PASSAGE CITÉ:
————

# ports usb sur ipad



## vincentnig (1 Juin 2010)

Bonjour, 

vivant dans un pays où l'Ipad n'est pas encore commercialisé et où les connexions internet ne sont pas légions, j'envisageai d'acheter un Ipad lors de mon prochain passage en France.

Toutefois, les réseaux wifi n'étant pas développés chez moi, je souhaiterai savoir si l'Ipad dispose de ports USB2 pour y connecter les clefs 3G ou les périphériques radios qui servent à avoir accés à la toile ici.

Quelqu'un pourrait-il me dire si la solution technique locale sera adaptée à l'Ipad et donc si je peux acheter un Ipad en France?

Merci d'avance

V


----------



## MacSedik (1 Juin 2010)

Pas d'USB sur l'iPad : 
http://www.apple.com/fr/ipad/specs/

Pour internet tu as des solutions comme suit (c'est un exemple) : 
http://www.youtube.com/watch?v=Pc1LUYwm5D4&feature=related

c'est des petits modems qui utilisent des cartes Sim, biensûr il faut souscrire à un forfait data dans le pays ou tu vis.


----------



## vincentnig (1 Juin 2010)

Merci beaucoup.

C'est effectivement le type de modem que j'utilise professionnellement.

Cheers

v


----------



## Pooki (1 Juin 2010)

vincentnig a dit:


> Bonjour,
> 
> je souhaiterai savoir si l'Ipad dispose de ports USB2 pour y connecter les clefs 3G ou les périphériques radios qui servent à avoir accés à la toile ici.


Je ne comprend pas l'interet de brancher une clé 3G alors qu'il existe un iPad 3G??? Ca passera par le même réseau, non?

————

LES DONNÉES:
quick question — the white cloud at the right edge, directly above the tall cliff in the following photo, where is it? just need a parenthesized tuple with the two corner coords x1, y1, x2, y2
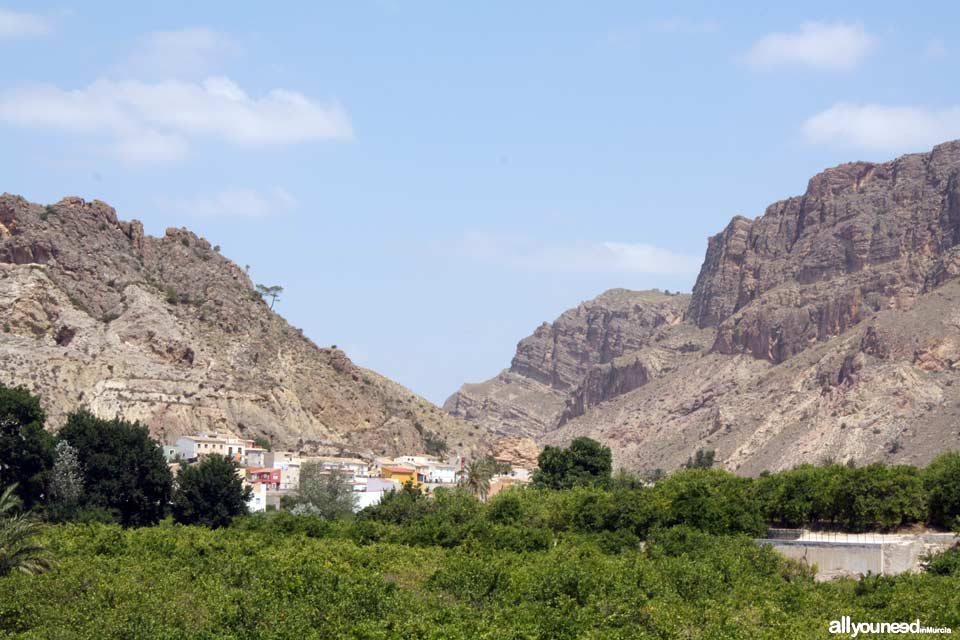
(803, 103, 960, 151)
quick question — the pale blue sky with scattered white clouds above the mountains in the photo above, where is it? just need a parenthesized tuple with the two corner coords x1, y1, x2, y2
(0, 0, 960, 402)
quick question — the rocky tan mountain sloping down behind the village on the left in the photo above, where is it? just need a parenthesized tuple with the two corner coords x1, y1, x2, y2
(0, 194, 481, 454)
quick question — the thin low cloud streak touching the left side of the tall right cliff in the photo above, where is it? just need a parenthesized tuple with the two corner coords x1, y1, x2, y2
(456, 232, 701, 275)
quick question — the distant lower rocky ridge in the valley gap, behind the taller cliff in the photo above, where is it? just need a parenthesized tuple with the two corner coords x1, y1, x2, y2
(444, 289, 709, 438)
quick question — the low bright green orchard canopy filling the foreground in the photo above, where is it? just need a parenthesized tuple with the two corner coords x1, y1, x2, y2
(0, 512, 960, 640)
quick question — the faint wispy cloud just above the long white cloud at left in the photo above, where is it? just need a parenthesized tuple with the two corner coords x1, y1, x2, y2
(119, 27, 240, 79)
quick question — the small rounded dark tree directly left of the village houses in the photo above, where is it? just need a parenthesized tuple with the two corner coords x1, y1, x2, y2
(173, 454, 252, 529)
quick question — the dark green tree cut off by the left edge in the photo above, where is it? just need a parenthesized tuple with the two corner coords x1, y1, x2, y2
(0, 385, 54, 509)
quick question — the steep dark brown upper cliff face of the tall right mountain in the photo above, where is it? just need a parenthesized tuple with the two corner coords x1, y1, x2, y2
(688, 143, 960, 362)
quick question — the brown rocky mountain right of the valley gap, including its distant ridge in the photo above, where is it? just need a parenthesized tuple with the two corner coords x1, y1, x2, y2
(444, 142, 960, 473)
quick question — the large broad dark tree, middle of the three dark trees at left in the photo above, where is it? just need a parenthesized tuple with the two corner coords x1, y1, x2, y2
(58, 409, 172, 527)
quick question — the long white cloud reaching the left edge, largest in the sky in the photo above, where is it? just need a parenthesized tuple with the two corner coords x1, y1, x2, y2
(0, 77, 352, 162)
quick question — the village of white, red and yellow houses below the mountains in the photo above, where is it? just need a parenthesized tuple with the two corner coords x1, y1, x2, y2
(163, 432, 532, 512)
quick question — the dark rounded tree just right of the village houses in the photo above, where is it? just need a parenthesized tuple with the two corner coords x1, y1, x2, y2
(533, 438, 613, 489)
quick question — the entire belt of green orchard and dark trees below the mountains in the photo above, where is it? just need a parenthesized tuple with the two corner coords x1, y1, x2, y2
(0, 389, 960, 640)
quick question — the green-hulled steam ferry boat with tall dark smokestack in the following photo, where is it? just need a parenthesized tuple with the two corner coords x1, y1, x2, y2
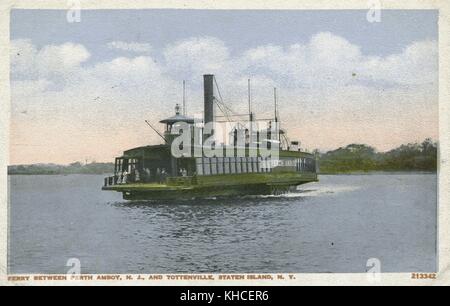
(102, 74, 318, 200)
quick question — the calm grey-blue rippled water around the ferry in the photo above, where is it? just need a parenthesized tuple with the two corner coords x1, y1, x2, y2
(9, 174, 437, 274)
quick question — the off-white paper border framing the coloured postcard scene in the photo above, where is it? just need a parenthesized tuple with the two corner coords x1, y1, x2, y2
(0, 0, 450, 286)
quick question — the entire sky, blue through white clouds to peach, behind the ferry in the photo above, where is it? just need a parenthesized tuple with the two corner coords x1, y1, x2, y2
(10, 10, 438, 164)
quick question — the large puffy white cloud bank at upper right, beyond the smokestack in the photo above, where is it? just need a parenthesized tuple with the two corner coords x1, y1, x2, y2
(240, 33, 438, 88)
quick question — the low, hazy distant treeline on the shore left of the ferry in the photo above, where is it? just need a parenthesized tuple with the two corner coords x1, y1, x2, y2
(8, 162, 114, 175)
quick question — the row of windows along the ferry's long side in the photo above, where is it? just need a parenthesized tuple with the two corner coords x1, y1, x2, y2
(196, 157, 315, 175)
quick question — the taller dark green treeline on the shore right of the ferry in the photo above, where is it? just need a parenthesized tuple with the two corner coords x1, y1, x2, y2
(320, 139, 438, 173)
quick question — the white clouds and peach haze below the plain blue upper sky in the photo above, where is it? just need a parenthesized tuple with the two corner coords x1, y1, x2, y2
(11, 32, 438, 163)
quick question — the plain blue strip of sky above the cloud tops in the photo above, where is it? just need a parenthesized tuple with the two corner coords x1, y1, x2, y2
(11, 9, 438, 61)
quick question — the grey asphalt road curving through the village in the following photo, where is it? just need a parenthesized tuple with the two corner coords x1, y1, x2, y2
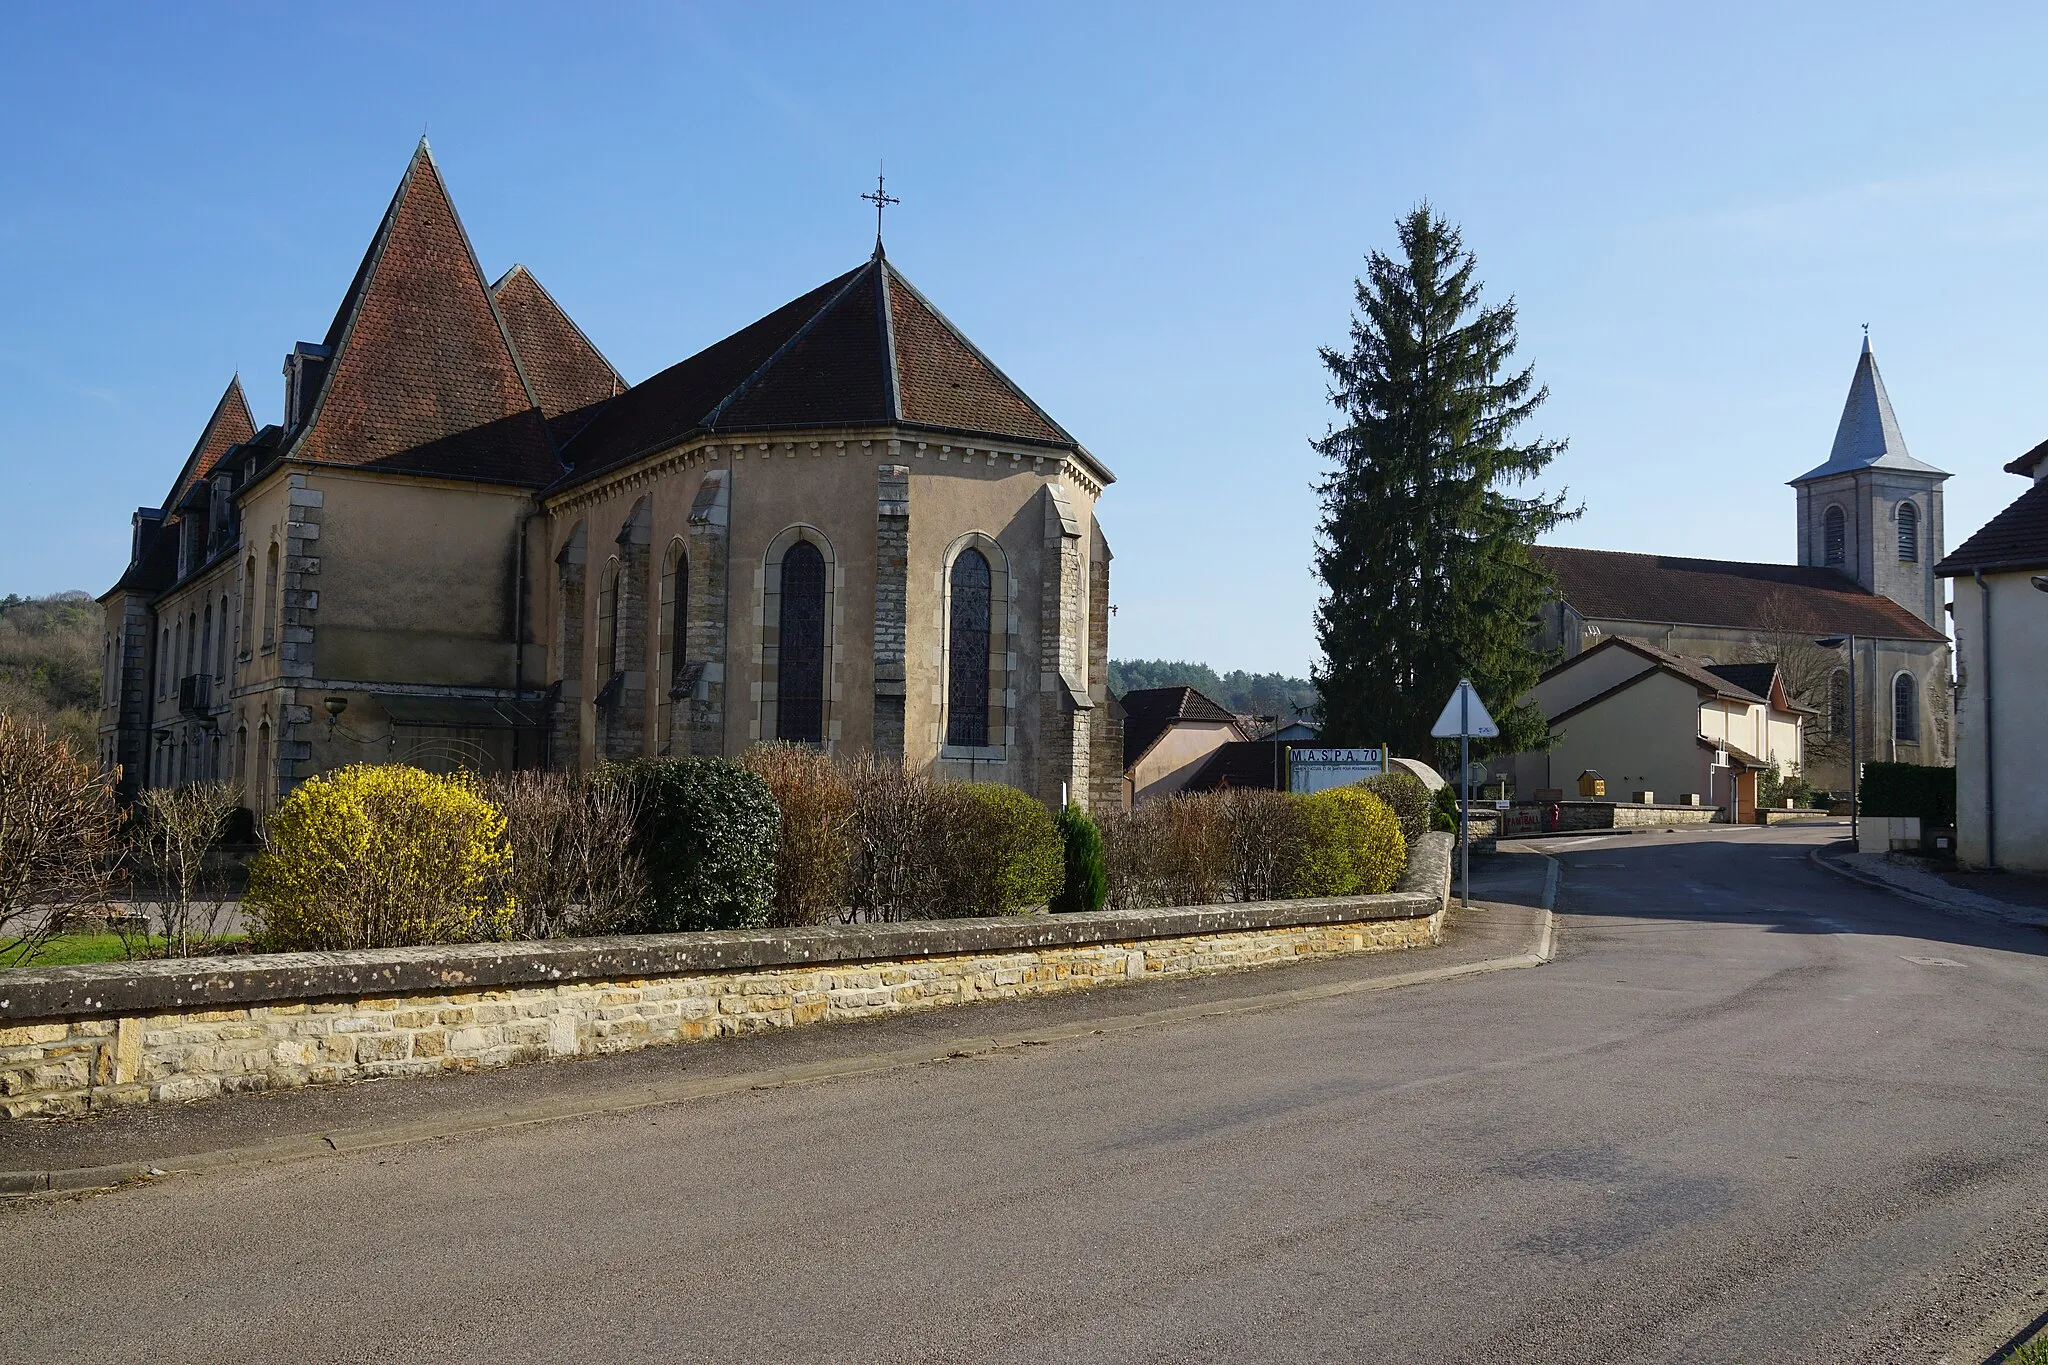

————

À FAIRE:
[1] Dans le fil de discussion sur les ports USB de l'iPad, à quoi faut-il souscrire, selon MacSedik, pour se servir des petits modems à carte SIM ?
[2] Poursuivez le fil de discussion sur les ports USB de l'iPad après son dernier message.

PROBLÈMES RÉSOLUS:
[1] À un forfait data dans le pays où l'on vit.

[2]
----------



## MacSedik (1 Juin 2010)

Oui effectivement, où peut-être se reporter sur un iPad 3G... mais bon pas d'USB je pense qu'Apple est claire sur sa page de présentation (et l'appareil on le connait depuis...4 mois).


----------



## vincentnig (1 Juin 2010)

Les réseaux 3G accessibles avec l'Ipad sont réputés limités à certains opérateurs. Dans un pays comme le mien, où l'Ipad n'est pas commercialisé, il n'est pas certains que la connection se fasse correctement. Les solutions internet usuelles ici résident surtout dans l'emploi de clef usb avec microsim3g dédiées.

Je ne voudrais pas acheter un Ipad et me retrouver sans connexion internet au bout du compte.

Merci pour vos réponses.

V


----------



## Trudo (2 Juin 2010)

Le kit connexion photo offre un port USB. J'ai lue que ça fonctionne avec les claviers mais je ne sais pas si d' autres peripheriques pourraient fonctionner, du moins sans jailbreaker.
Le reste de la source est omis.